### INSTRUCTIONS FOR THE TASK
Each line holding the word "below" must appear in the answer, copied from the entries.

### Saved entries

────────────────────────────────────────

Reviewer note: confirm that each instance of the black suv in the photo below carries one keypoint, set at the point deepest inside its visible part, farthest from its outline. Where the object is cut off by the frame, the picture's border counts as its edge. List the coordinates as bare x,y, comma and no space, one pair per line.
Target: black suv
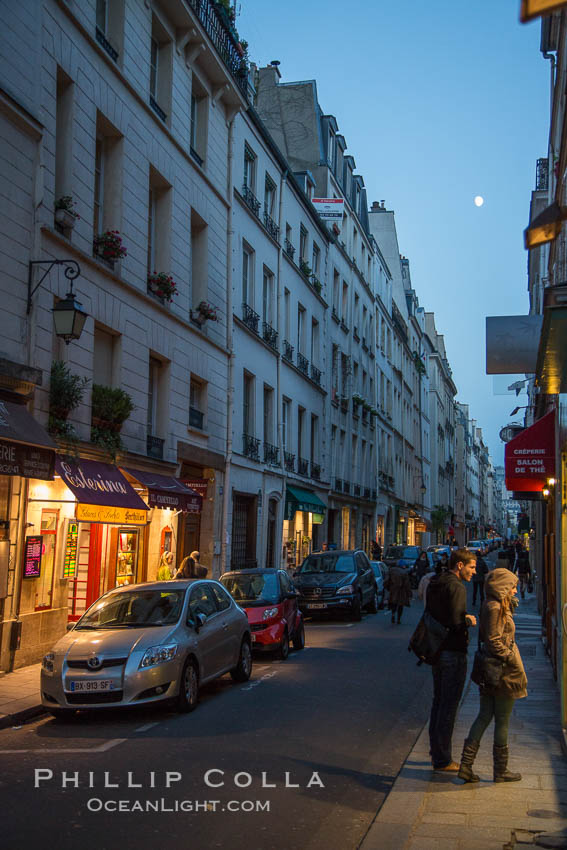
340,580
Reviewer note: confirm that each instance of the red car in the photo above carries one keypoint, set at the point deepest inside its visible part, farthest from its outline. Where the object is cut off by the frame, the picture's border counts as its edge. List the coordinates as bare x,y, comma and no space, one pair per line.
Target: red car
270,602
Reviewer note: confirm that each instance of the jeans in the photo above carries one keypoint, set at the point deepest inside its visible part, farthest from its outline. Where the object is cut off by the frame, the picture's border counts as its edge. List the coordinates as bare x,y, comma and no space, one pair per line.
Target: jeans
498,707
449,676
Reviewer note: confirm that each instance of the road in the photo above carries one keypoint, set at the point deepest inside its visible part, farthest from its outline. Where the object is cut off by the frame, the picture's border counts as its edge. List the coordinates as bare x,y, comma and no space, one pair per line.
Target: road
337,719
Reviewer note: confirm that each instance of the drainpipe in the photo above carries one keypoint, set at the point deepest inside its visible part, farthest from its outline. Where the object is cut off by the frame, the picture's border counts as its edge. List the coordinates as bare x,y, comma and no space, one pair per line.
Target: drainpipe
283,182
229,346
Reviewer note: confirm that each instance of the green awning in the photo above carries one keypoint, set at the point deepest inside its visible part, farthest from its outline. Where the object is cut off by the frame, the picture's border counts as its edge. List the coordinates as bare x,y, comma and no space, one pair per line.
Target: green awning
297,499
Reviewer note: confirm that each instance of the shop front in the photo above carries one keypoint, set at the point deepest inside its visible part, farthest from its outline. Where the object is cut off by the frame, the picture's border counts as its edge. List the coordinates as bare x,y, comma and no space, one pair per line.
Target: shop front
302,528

────────────────────────────────────────

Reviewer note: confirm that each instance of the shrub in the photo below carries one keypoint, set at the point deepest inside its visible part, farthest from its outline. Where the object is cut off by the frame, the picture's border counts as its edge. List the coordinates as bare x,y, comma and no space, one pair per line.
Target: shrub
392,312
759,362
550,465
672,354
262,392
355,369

────────────────────────────────────────

### EXERCISE RESPONSE
Reviewer note: confirm that each instance of the black suv in the photo below carries one keypoint, set at the point deepest inside its visible part, farthest from its outline. Where the object is cut off by the frame, the picture's border counts as its edge. List the coordinates as bare x,y, comma and no space, one pair per line.
Reviewer note: confirm that each instance of the shrub in the photo below carries one keypoint, set at the point deepest inside its visible part, farthest from its outline. Where the object is cut off by the frame, the picture's border counts as its edge. List the coordinates as bare x,y, comma and no space, one pair per line.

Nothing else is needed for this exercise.